++++ Document passage

SMRR Letter to the
Exposition Light Rail Construction Authority
Regarding the Proposed Maintenance Facility

 

Cover Page

27 March 2009

To:  Exposition Light Rail Construction Authority and Metro Transit Authority
Exposition Metro Line Construction Authority
Monica Born, PE, Project Director
707 Wilshire Boulevard, 34th Floor
Los Angeles, CA 90017

RE:  Exposition Light Rail DEIR

Ms. Born,

Attached please find comments from Santa Monicans for Renters’ Rights regarding the Draft EIR for the Exposition Light rail Project.  As you will see, SMRR strenuously opposes the development of the Maintenance Facility at the site currently owned by Verizon on Exposition in Santa Monica.  The facility there would cause severe noise and other burdens on the nearby residential neighborhood especially the community of low and moderate income, ethnically and racially diverse renters who are directly across the street from the Verizon property.

While not mentioned nor considered as an alternative in the Draft EIR, we are likewise opposed to any Expo Maintenance Facility project at the site of the Bergamot Art Center.  Bergamot has become an irreplaceable cultural resource for the region and should be preserved.

However, we do believe that publicly owned property adjacent to or near Bergamot (Richlar site, city yards, etc.) may well offer an alternative site, especially for an underground facility.  We urge it be evaluated as an alternative.

Patricia Hoffman
Chair, Santa Monicans for Renters’ Rights.

Text of the Letter

To:  Exposition Light Rail Construction Authority and Metro Transit Authority
Exposition Metro Line Construction Authority
Monica Born, PE, Project Director
707 Wilshire Boulevard, 34th Floor
Los Angeles, CA 90017

RE:  Proposed location of maintenance yard and traction-power substation facility for Expo Light Rail Phase 2

Dear Ms. Born:

Santa Monicans for Renters Rights, an organization devoted to the protection of renters and to ensuring the continued availability of housing affordable to people of diverse incomes, has concerns about the proposed location of a maintenance yard and traction-power substation facility adjacent to residential neighborhoods.  SMRR questions whether sufficient weight was given to the unacceptable impacts of a facility of this nature operating 24/7 at the sole location proposed in the DEIR (the Verizon site) -- a location immediately adjacent to a mixed-income neighborhood -- and also questions whether adequate investigation of alternative sites has been conducted.

That this mixed-income neighborhood of multifamily and single-family homes includes some of the largest concentration of low-income, working-class, and minority residents in Santa Monica -- especially in the areas immediately abutting the proposed site for the maintenance yard -- raises serious issues of environmental injustice.  SMRR recommends that the greatest priority be given to the criterion that an industrial facility such as this should be located non-adjacent to residential neighborhoods.

There are many intolerable impacts to neighboring communities that a facility of this kind would cause if inappropriately sited -- including noise and vibration, traffic, and pollution, as described in greater detail below.

A.  Noise and Vibration

A1.  The DEIR admits that the moderate and severe noise impacts caused by the proposed maintenance yard and power substation (TPSS) for several residential units would exceed federal limits.  The DEIR suggests that a sound wall and reconfiguration of the power substation might reduce the output of these 24-hour-a-day noise generators so they just barely remain below the threshold set by federal regulations.  The DEIR indicates that some residential units might still need to be retrofitted with soundproofing and double-paned glass to meet those federal requirements.  This constitutes an intolerable imposition on an established residential neighborhood.

++++++++
++++ Data listing

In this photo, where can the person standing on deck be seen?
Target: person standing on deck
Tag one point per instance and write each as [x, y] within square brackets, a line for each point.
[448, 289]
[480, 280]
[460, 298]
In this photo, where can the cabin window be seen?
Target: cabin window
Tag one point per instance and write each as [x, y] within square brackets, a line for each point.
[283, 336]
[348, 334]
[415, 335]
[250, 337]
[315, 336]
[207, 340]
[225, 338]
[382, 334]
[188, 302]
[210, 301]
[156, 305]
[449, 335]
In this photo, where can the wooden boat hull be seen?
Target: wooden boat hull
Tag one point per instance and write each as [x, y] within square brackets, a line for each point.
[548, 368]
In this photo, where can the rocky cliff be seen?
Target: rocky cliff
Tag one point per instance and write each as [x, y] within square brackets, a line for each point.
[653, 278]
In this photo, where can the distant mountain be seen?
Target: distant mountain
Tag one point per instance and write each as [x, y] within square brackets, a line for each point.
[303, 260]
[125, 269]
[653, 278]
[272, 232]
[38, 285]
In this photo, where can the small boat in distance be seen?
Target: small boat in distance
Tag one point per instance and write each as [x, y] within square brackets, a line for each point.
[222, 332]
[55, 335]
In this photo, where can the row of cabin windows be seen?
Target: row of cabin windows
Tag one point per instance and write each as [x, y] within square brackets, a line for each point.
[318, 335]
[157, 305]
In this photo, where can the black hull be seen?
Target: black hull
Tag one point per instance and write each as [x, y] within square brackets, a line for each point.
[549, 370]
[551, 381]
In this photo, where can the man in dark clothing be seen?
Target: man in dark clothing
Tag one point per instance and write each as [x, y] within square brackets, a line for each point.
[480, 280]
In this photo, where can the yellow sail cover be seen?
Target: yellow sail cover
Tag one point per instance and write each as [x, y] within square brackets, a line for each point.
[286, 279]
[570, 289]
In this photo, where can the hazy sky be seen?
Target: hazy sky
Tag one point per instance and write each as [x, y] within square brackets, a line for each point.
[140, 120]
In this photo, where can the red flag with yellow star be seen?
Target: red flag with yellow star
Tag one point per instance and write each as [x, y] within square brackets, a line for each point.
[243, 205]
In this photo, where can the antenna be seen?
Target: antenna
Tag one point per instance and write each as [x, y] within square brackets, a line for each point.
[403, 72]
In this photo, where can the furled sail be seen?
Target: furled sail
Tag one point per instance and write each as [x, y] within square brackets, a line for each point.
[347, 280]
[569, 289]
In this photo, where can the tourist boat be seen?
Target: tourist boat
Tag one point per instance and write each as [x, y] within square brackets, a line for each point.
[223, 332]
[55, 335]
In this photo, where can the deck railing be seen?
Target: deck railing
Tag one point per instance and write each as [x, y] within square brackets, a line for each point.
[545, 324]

++++++++

**Direction 1:** In the letter about the proposed Expo maintenance facility, who signed the cover page?
**Direction 2:** Add 29 to every coordinate in the answers of the listing, in the part that opens with the line containing "In this photo, where can the hazy" and runs through the end of the listing. Write that whole part out again, with the other lines unchanged.

**Reply 1:** Patricia Hoffman, Chair of Santa Monicans for Renters' Rights.

**Reply 2:**
In this photo, where can the hazy sky be seen?
Target: hazy sky
Tag one point per instance and write each as [x, y] within square brackets, a line for each point.
[169, 149]
In this photo, where can the red flag with yellow star be seen?
Target: red flag with yellow star
Tag one point per instance and write each as [x, y] within square brackets, a line for each point.
[272, 234]
In this photo, where can the antenna be seen?
Target: antenna
Tag one point per instance and write each as [x, y] within square brackets, a line for each point.
[432, 101]
In this photo, where can the furled sail be seen?
Target: furled sail
Tag one point per instance and write each as [x, y] within square brackets, a line for each point.
[376, 309]
[598, 318]
In this photo, where can the tourist boat be seen?
Target: tourist boat
Tag one point per instance and write each as [x, y] within square brackets, a line for each point.
[252, 361]
[84, 364]
In this photo, where can the deck railing be seen?
Target: deck railing
Tag one point per instance and write each as [x, y] within square brackets, a line for each point.
[574, 353]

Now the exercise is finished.